> _Text extract_:
□ □ □ □ □ □ □

A catalogue of medieval Islamic and European astronomical instruments is currently being prepared at the Institute for the History of Science at Frankfurt University. It is hoped that this catalogue will serve as a useful research tool by providing critical descriptions of all historically-significant instruments, arranged according to provenance and type. The total number of instruments included in the catalogue will be about 550 astrolabes (some 300 Islamic and 250 European) and 250 quadrants, sundials and other instruments.

The project has progressed thanks to the generous support of the German Research Organization (Deutsche Forschungsgemeinschaft, see www.dfg.de) during 1992-96 and 1999-2002. Further funding will be needed to finish the catalogue.

The basic philosophy behind the preparation of the catalogue is that it is essential to hold the instrument in one’s hands, to take it apart, to examine each part carefully – in short, to play with it for a while – in order to begin to understand it properly. Photographs are inadequate for this purpose, but in some cases it must suffice. One may need to examine some details with a magnifying glass, or even a microscope. The task for the unsigned and undated instruments is then to relate them to a school or a period. Again it is particularly useful, but rarely possible, to examine related instruments together.

Important collections have already been visited and most of the early Islamic and European instruments inspected and described. A substantial amount of the basic descriptive work (perhaps two-thirds of the total required) has been carried out. The planned critical analysis of this vast corpus of material can only be conducted when more of the descriptive work has been completed. Good-quality photographs are already available for only about one-fifth of the instruments, but about four-fifths have been studied, mainly by inspecting the actual instruments and in some cases using published or unpublished photographs.

The catalogue is arranged according to the following general categories (* indicates that only selected instruments will be treated in detail), the organization throughout being chronological by region.
 

1. Early Eastern astrolabes;

2. Late Eastern astrolabes*;

3. Eastern quadrants;

4. Eastern sundials;

5. Miscellaneous Eastern instruments*;

6. Early European astrolabes (to ca. 1500);

7. Late European astrolabes (to ca. 1600)*;

8. Early European quadrants;

9. Early European sundials;

10. Miscellaneous early European instruments*.


Numerous fakes will be featured in the catalogue, and carefully distinguished as such. On the other hand, several instruments generally regarded as fakes will be reinstated as genuine medieval instruments. A regrettable trend in recent decades has been to brand as fake any instrument that did not fit their notions of medieval instrumentation or to assert that its function, not understood, must be "astrological".

The advantages to be gained by inspecting large numbers of mainly uncatalogued and unpublished historical objects at first hand will be obvious to any historian. The various Islamic traditions of instrument making can now be related to the history of astronomy in general in the various parts of the Islamic world. We can see the innovations made to standard astrolabe in Baghdad in the ninth and tenth centuries, and can pursue the development of universal astrolabes and plates in Islamic astronomy. The various regional traditions in instrument making in medieval Europe are now clearer than ever before.

□ □ □ □ □ □ □

> _Data excerpt_:
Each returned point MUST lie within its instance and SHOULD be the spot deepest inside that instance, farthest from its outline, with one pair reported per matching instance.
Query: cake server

□ □ □ □ □ □ □

> _Written instruction_:
Copy word for word the part of the instrument catalogue text that begins with "The basic philosophy" and stops after "related instruments together.". The material shown here was taken from a separate source.

> _Correct response_:
The basic philosophy behind the preparation of the catalogue is that it is essential to hold the instrument in one’s hands, to take it apart, to examine each part carefully – in short, to play with it for a while – in order to begin to understand it properly. Photographs are inadequate for this purpose, but in some cases it must suffice. One may need to examine some details with a magnifying glass, or even a microscope. The task for the unsigned and undated instruments is then to relate them to a school or a period. Again it is particularly useful, but rarely possible, to examine related instruments together.